## WHAT TO DO
Exact copies of the records below are required.

## SUPPLIED MATERIAL
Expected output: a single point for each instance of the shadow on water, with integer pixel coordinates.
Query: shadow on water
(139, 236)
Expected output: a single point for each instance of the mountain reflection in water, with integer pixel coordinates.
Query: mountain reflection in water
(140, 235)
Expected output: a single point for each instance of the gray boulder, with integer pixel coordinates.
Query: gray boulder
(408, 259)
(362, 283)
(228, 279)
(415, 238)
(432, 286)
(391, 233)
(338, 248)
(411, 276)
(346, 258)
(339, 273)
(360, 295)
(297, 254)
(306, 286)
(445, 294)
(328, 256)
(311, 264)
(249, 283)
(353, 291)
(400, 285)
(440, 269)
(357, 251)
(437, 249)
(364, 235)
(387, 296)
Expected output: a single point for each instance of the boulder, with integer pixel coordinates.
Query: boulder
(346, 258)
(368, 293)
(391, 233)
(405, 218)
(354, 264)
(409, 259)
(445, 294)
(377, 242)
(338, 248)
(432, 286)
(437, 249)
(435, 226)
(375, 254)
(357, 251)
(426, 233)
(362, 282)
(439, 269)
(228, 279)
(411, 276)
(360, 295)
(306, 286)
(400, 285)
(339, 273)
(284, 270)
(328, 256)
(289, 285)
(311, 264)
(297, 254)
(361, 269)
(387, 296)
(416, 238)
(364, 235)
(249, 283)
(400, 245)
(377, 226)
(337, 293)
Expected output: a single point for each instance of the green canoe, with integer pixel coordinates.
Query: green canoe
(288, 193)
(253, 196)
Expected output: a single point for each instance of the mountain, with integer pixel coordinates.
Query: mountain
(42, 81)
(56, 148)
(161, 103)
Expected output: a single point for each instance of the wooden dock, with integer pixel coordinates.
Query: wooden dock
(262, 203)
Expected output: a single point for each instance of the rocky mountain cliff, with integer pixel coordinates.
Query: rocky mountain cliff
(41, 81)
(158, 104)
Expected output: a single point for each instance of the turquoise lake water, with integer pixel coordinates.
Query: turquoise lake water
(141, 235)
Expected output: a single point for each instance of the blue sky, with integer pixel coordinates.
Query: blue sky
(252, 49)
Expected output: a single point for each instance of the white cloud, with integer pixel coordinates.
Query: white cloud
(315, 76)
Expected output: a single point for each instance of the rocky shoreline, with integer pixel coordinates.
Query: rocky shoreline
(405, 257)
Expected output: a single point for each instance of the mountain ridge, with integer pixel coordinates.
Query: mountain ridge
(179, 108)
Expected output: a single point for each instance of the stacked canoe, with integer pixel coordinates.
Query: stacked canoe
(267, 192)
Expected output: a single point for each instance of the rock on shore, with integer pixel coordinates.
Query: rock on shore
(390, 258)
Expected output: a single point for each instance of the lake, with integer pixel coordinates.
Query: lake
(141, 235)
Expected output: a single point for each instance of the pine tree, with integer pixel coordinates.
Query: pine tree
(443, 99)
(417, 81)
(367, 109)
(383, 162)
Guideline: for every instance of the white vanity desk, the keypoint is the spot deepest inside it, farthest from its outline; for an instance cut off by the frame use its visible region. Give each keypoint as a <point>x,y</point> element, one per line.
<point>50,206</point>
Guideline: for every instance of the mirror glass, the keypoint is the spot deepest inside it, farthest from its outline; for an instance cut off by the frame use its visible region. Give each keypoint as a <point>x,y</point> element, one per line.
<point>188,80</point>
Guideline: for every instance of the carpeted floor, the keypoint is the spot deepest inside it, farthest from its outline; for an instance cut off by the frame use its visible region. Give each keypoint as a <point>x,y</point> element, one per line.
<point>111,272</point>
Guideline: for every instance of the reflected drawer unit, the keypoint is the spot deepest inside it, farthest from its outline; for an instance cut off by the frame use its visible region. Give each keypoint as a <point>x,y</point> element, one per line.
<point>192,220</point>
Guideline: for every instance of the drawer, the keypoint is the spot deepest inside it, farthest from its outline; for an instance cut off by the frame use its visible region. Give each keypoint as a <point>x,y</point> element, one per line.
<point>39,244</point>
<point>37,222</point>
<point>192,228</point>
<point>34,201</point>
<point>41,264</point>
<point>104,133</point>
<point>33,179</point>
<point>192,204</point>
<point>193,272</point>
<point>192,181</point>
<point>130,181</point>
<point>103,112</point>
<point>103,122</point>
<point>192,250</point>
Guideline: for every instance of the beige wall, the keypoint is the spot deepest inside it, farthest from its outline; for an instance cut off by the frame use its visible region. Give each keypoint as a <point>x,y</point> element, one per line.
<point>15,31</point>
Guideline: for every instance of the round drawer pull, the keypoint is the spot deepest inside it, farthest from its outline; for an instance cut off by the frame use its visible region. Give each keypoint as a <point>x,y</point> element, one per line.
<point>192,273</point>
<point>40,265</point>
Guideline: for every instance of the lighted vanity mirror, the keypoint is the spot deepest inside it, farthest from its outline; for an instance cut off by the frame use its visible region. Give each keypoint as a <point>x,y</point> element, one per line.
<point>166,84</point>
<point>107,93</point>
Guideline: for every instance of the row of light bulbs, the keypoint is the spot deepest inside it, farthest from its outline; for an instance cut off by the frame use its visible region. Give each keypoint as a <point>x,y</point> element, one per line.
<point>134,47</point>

## COMPLETED EXERCISE
Expected output: a single point for each instance of the shadow on water, with integer pixel coordinates.
Query: shadow on water
(139, 236)
Expected output: a single point for each instance of the mountain reflection in water, with integer pixel coordinates.
Query: mountain reflection in water
(140, 235)
Expected output: a single point for each instance of the gray boulder, with integer pixel coordinates.
Query: gray boulder
(408, 259)
(362, 283)
(228, 279)
(415, 238)
(432, 286)
(391, 233)
(338, 248)
(411, 276)
(346, 258)
(339, 273)
(360, 295)
(297, 254)
(306, 286)
(445, 294)
(328, 256)
(311, 264)
(249, 283)
(353, 291)
(400, 285)
(440, 269)
(357, 251)
(437, 249)
(364, 235)
(387, 296)
Expected output: a single point for each instance of the boulder, with integer pixel coordinates.
Query: boulder
(346, 258)
(368, 293)
(391, 233)
(405, 218)
(354, 264)
(409, 259)
(445, 294)
(377, 242)
(338, 248)
(432, 286)
(437, 249)
(435, 226)
(375, 254)
(357, 251)
(426, 233)
(362, 282)
(439, 269)
(228, 279)
(411, 276)
(360, 295)
(306, 286)
(400, 285)
(339, 273)
(284, 270)
(328, 256)
(289, 285)
(311, 264)
(297, 254)
(361, 269)
(387, 296)
(416, 238)
(364, 235)
(249, 283)
(400, 245)
(377, 226)
(337, 293)
Expected output: a single point for each instance of the green canoe, with integer pixel coordinates.
Query: green canoe
(288, 193)
(253, 196)
Expected output: a single point for each instance of the mountain, with integer pixel coordinates.
Query: mountain
(42, 81)
(56, 148)
(161, 103)
Expected output: a single point for each instance of the wooden dock, with integer pixel coordinates.
Query: wooden dock
(262, 203)
Expected output: a single point for each instance of the rocky mountain cliff, with integer pixel coordinates.
Query: rocky mountain cliff
(41, 81)
(158, 104)
Expected output: a single point for each instance of the turquoise lake water, with integer pixel coordinates.
Query: turquoise lake water
(141, 235)
Expected output: a single point for each instance of the blue sky, with integer pixel coordinates.
Query: blue sky
(252, 49)
Expected output: a single point for each instance of the white cloud, with integer pixel coordinates.
Query: white cloud
(315, 76)
Expected output: a single point for each instance of the rocky shoreline, with integer pixel coordinates.
Query: rocky shoreline
(405, 257)
Expected output: a single point for each instance of the mountain ridge, with integer pixel coordinates.
Query: mountain ridge
(179, 108)
Expected output: a single point for each instance of the stacked canoe, with integer pixel coordinates.
Query: stacked canoe
(267, 192)
Expected output: a single point for each instance of the rock on shore, with integer pixel coordinates.
Query: rock on shore
(390, 258)
Expected output: a single point for each instance of the lake, with integer pixel coordinates.
Query: lake
(141, 235)
Expected output: a single point for each instance of the pine tree, with integer pixel coordinates.
Query: pine tree
(443, 99)
(417, 81)
(367, 109)
(383, 162)
Guideline: for every instance of the white vanity desk, the keypoint is the spot deepest inside it, farthest from its outline; for an instance cut off by the frame use its visible region. Give each keypoint as a <point>x,y</point> element, one per line.
<point>50,206</point>
Guideline: for every instance of the mirror glass, the keypoint is the spot deepest inside it, farthest from its outline; for an instance cut off by the frame use its visible region. Give each keypoint as a <point>x,y</point> element, one per line.
<point>188,80</point>
Guideline: for every instance of the carpeted floor, the keypoint is the spot deepest inside it, farthest from its outline; for an instance cut off by the frame use its visible region. Give each keypoint as a <point>x,y</point> element, one per line.
<point>111,272</point>
Guideline: for every instance of the reflected drawer unit, the keypoint is the spot deepest inside it, farthest from its outline; for an instance cut off by the frame use its visible region. Give each keypoint as a <point>x,y</point> element, one per line.
<point>192,220</point>
Guideline: for every instance of the drawer, the keypoint is the spot deepest inside it, farthest from its outline; for an instance cut off by the frame use its visible region. Give each keypoint as a <point>x,y</point> element, one per line.
<point>39,244</point>
<point>37,222</point>
<point>192,228</point>
<point>34,201</point>
<point>41,264</point>
<point>104,133</point>
<point>33,179</point>
<point>192,204</point>
<point>193,272</point>
<point>192,181</point>
<point>130,181</point>
<point>103,112</point>
<point>103,122</point>
<point>192,250</point>
Guideline: for every instance of the beige wall, the keypoint is the spot deepest inside it, farthest from its outline; for an instance cut off by the frame use its visible region. Give each keypoint as a <point>x,y</point> element, one per line.
<point>15,31</point>
Guideline: for every instance of the round drawer pull, the keypoint is the spot deepest inside it, farthest from its outline; for an instance cut off by the frame use its visible region. Give each keypoint as a <point>x,y</point> element, one per line.
<point>192,273</point>
<point>40,265</point>
Guideline: for every instance of the lighted vanity mirror, the keypoint is the spot deepest inside it, farthest from its outline; for an instance cut off by the frame use its visible region. Give each keypoint as a <point>x,y</point> element, one per line.
<point>166,84</point>
<point>107,93</point>
Guideline: for every instance of the row of light bulbs, the keypoint is the spot deepest inside it, farthest from its outline; for an instance cut off by the frame use its visible region. Give each keypoint as a <point>x,y</point> element, one per line.
<point>134,47</point>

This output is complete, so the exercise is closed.